**DATASET**:
↓

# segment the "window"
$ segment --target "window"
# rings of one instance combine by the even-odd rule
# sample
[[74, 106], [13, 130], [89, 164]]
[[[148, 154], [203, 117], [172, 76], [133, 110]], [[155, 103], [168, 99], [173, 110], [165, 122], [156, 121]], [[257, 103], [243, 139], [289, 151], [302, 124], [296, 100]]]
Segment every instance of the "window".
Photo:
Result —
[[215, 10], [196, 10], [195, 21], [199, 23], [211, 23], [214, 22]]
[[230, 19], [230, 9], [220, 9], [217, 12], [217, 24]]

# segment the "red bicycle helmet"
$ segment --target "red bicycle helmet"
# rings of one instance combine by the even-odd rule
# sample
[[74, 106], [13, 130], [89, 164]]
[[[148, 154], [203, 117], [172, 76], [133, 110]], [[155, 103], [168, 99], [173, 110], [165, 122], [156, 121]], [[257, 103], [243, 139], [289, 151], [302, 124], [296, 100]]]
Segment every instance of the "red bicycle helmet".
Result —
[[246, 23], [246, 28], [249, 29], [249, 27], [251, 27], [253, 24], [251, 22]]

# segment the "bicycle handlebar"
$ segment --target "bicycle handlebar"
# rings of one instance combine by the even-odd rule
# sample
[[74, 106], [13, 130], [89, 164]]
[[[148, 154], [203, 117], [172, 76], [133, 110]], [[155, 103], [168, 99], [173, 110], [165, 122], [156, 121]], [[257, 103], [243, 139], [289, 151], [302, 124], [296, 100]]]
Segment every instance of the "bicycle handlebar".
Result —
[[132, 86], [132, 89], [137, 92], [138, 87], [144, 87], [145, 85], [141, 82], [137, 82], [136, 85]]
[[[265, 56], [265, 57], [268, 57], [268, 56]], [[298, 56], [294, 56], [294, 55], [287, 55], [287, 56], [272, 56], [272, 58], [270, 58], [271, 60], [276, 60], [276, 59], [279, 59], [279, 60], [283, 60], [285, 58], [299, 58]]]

↑

**PROBLEM DETAILS**:
Reproduce the entire listing above verbatim, line for line.

**FINAL RESULT**:
# segment the "window"
$ segment --target "window"
# rings of one instance combine by the even-odd rule
# sample
[[74, 106], [13, 130], [89, 164]]
[[[148, 154], [203, 117], [172, 76], [133, 110]], [[155, 103], [168, 99], [173, 110], [165, 122], [156, 121]], [[257, 103], [243, 139], [289, 151], [302, 124], [296, 100]]]
Segment every instance of the "window".
Photo:
Result —
[[215, 10], [196, 10], [195, 21], [199, 23], [211, 23], [214, 22]]
[[230, 19], [230, 9], [220, 9], [217, 12], [217, 24]]

# segment the "red bicycle helmet"
$ segment --target "red bicycle helmet"
# rings of one instance combine by the even-odd rule
# sample
[[74, 106], [13, 130], [89, 164]]
[[[148, 154], [203, 117], [172, 76], [133, 110]], [[155, 103], [168, 99], [173, 110], [165, 122], [156, 121]], [[257, 103], [243, 139], [289, 151], [302, 124], [296, 100]]]
Segment every instance of the "red bicycle helmet".
Result —
[[246, 23], [246, 28], [249, 29], [249, 27], [251, 27], [253, 24], [251, 22]]

# segment the "bicycle handlebar"
$ segment --target "bicycle handlebar"
# rings of one instance combine by the even-odd rule
# sample
[[74, 106], [13, 130], [89, 164]]
[[[148, 154], [203, 117], [172, 76], [133, 110]], [[155, 103], [168, 99], [173, 110], [165, 122], [156, 121]], [[257, 103], [243, 139], [289, 151], [302, 124], [296, 100]]]
Segment every instance of the "bicycle handlebar".
Result —
[[132, 86], [132, 89], [137, 92], [138, 87], [144, 87], [145, 85], [141, 82], [137, 82], [136, 85]]
[[[265, 56], [265, 57], [268, 57], [268, 56]], [[298, 56], [294, 56], [294, 55], [287, 55], [287, 56], [272, 56], [272, 58], [270, 58], [271, 60], [276, 60], [276, 59], [279, 59], [279, 60], [283, 60], [285, 58], [299, 58]]]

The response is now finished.